**ITEMS:**
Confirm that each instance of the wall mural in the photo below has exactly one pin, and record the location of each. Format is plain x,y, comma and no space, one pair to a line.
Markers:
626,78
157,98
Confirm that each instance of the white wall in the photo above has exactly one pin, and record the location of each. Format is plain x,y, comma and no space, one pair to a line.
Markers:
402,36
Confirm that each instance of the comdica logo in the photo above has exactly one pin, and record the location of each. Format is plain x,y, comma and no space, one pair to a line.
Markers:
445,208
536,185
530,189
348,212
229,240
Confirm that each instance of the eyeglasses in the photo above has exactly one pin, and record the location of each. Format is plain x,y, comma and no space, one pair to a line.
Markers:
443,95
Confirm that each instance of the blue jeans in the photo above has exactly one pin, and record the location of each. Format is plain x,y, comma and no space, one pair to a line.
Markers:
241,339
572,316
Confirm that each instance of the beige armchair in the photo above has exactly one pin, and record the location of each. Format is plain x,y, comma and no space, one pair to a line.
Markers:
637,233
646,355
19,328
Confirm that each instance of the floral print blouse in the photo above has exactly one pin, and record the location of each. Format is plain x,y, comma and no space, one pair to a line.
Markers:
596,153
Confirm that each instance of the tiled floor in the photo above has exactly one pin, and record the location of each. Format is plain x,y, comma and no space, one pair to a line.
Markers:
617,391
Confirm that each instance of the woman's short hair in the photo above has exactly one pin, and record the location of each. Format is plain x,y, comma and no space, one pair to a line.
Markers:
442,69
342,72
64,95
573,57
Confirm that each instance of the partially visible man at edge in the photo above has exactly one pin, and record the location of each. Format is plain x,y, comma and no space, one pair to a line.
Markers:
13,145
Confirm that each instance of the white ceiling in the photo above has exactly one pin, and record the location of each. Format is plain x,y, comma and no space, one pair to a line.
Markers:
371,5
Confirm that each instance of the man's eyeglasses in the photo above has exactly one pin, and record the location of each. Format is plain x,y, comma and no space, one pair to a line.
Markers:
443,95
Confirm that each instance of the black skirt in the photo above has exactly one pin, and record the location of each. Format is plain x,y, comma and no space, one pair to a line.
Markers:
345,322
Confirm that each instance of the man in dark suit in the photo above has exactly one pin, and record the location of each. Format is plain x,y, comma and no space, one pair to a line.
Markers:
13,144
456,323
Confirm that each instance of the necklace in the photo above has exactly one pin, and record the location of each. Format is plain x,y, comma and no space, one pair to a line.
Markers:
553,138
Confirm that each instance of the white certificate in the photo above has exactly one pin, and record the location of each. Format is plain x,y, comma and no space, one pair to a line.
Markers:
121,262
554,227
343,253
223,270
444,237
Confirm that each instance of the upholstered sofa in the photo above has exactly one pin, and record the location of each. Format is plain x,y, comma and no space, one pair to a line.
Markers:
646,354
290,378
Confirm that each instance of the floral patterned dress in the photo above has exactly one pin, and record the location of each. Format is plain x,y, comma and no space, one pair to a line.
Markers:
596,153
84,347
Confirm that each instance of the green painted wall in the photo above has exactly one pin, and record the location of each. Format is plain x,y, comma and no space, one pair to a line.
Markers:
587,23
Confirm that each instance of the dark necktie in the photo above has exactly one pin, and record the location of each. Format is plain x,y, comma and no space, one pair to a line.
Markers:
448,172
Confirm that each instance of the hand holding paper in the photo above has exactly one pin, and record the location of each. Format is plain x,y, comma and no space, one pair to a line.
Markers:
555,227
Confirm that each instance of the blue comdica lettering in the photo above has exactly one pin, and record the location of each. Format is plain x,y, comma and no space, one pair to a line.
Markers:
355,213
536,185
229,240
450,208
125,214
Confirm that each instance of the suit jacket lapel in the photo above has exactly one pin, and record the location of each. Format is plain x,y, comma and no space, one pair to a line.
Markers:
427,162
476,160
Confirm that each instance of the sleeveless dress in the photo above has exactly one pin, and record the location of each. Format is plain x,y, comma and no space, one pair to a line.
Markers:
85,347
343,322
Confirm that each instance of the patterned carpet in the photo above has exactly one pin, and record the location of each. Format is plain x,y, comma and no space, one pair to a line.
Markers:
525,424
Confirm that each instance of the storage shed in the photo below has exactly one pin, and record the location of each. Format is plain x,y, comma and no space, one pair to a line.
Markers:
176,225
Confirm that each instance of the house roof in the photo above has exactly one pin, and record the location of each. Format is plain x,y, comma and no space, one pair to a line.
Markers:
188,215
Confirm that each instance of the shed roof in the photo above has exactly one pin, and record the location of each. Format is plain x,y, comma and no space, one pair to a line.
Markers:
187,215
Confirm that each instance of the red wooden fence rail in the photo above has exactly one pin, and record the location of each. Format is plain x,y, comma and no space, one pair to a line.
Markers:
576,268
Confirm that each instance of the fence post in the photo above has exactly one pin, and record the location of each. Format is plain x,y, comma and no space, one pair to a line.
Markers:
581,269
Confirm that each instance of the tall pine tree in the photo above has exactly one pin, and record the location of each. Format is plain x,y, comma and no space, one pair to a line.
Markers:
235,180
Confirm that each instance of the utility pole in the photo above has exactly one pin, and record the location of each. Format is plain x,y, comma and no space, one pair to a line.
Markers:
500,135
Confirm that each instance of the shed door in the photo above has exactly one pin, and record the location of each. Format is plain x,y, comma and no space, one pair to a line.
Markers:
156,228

**WHAT IS EXPECTED:**
Rewrite all of the data above, swapping every occurrence of "exactly one pin" for "a single pin" and leaving everything else unchanged.

**WRITTEN SOLUTION:**
Confirm that each instance of the wall mural in the photo below has a single pin, and record the location of each. Format is plain x,y, comma and no space, one pair to a line.
Markers:
626,78
157,98
Confirm that each instance of the white wall in the photo above has a single pin, and record the location of each. Format is plain x,y, comma and no space, one pair to a line.
Markers:
402,36
Confirm that each instance of the comdica logo in the photo above has a single pin, and record the location of each. Format is plain x,y, comma and no space, one pair to a line.
Markers:
445,208
536,185
530,189
348,212
229,240
Confirm that each instance of the eyeglasses in the photo above has a single pin, and record the location of each. Format is plain x,y, comma and no space, one pair to a line.
Markers:
443,95
Confirm that each instance of the blue jeans in the photo above has a single pin, and record the location of each. Format is plain x,y, comma and no space, one pair to a line.
Markers:
241,339
572,316
Confirm that each instance of the beige armchair in the photo above has a single pin, and record the location of each. Format is plain x,y, comma and no space, one pair to a line.
Markers:
637,233
646,355
19,328
Confirm that each instance of the floral print blouse in the photo above has a single pin, and record the location of each. Format is plain x,y, comma and no space, one pair to a line.
Markers:
596,153
Confirm that each instance of the tiled floor in the photo above has a single pin, and record the location of each. Format is plain x,y, comma and no space, one pair to a line.
Markers:
617,391
Confirm that each instance of the woman's short hair in the photo above has a single pin, and record the location of each. Format is plain x,y, comma and no space, one pair to a line.
Markers:
442,69
342,72
64,95
573,57
Confirm that each instance of the partially visible man at edge in the photo above has a single pin, and record the location of each. Format is plain x,y, comma and no space, one pair to a line.
Markers:
13,145
Confirm that each instance of the white ceiling in the photo above has a single pin, and record the location of each. Format is plain x,y, comma and no space, one pair to a line.
Markers:
371,5
Confirm that each instance of the man's eyeglasses in the photo above has a single pin, and record the location of each. Format is plain x,y, comma and no space, one pair to a line.
Markers:
443,95
Confirm that each instance of the black skirt in the photo above has a single pin, and record the location of each. Format is plain x,y, comma and no space, one pair to a line.
Markers:
345,322
Confirm that each instance of the man in dark suit in the photo above has a single pin, and record the location of each. Format is plain x,y, comma and no space, one pair to a line.
Markers:
13,144
456,323
Confirm that each instance of the necklace in the photo above has a single pin, and record the location of each. Format is plain x,y, comma and no space, one pair to a line.
Markers:
553,138
Confirm that each instance of the white certificate in the photo above has a single pin, and record the location of each. Format is plain x,y, comma and no space, one pair to a line.
Markers:
121,262
554,227
343,253
223,270
444,237
Confirm that each instance of the upholstered sofa in the photo above has a single pin, and record the location of each. Format is plain x,y, comma and no space, one pair to a line.
Markers:
646,354
290,378
Confirm that each instance of the floral patterned dress in the photo above has a single pin, and record the location of each. Format is plain x,y, comma and no space, one pair to a line.
Markers:
596,153
84,347
Confirm that each instance of the green painted wall in the photo above has a single pin, and record the location of each. Format is plain x,y, comma and no space, one pair to a line.
Markers:
587,23
Confirm that each instance of the dark necktie in the photo above has a single pin, and record the location of each. Format is plain x,y, comma and no space, one pair to a line.
Markers:
448,172
Confirm that each instance of the hand holding paper in the photo above has a single pin, and record the location of each. Format is plain x,y, comma and no space, one pair to a line.
Markers:
555,227
Confirm that each instance of the blue comdica lettering in the photo above has a single pin, and record the location of each. Format is plain x,y, comma and no space, one pair to a line.
Markers:
355,213
536,185
229,240
450,208
125,214
Confirm that each instance of the suit jacket lapel in the photo above has a single pin, and record the location of each. Format is plain x,y, comma and no space, one pair to a line.
Markers:
427,162
476,160
Confirm that each instance of the sleeveless dress in the photo above has a single pin, and record the location of each. Format is plain x,y, comma and no space, one pair to a line.
Markers:
85,347
343,322
Confirm that each instance of the patterned carpet in the photo above has a single pin, and record the location of each. Format is plain x,y, comma and no space, one pair to a line.
Markers:
525,424
Confirm that each instance of the storage shed in the photo below has a single pin, and record the location of each. Format is plain x,y, comma and no space, one pair to a line.
Markers:
176,225
Confirm that each instance of the house roof in the photo above has a single pin, and record the location of each. Format is plain x,y, comma and no space, one pair to a line.
Markers:
188,215
Confirm that each instance of the shed roof in the photo above has a single pin, and record the location of each. Format is plain x,y, comma and no space, one pair to a line.
Markers:
187,215
Confirm that each instance of the red wooden fence rail in the photo above has a single pin, and record the location of each. Format is plain x,y, comma and no space, one pair to a line.
Markers:
576,268
Confirm that each instance of the fence post in the photo above has a single pin, and record the location of each. Format is plain x,y, comma and no space, one pair to a line.
Markers:
581,269
Confirm that each instance of the tall pine tree in the photo above has a single pin, and record the location of each. Format is plain x,y, comma and no space, one pair to a line.
Markers:
235,180
Confirm that each instance of the utility pole in the photo above has a single pin, and record the location of each. Format is plain x,y, comma and no space, one pair to a line.
Markers:
500,135
Confirm that each instance of the shed door in the photo above has a single pin, and record the location of each. Format is plain x,y, comma and no space, one pair to a line.
Markers:
156,228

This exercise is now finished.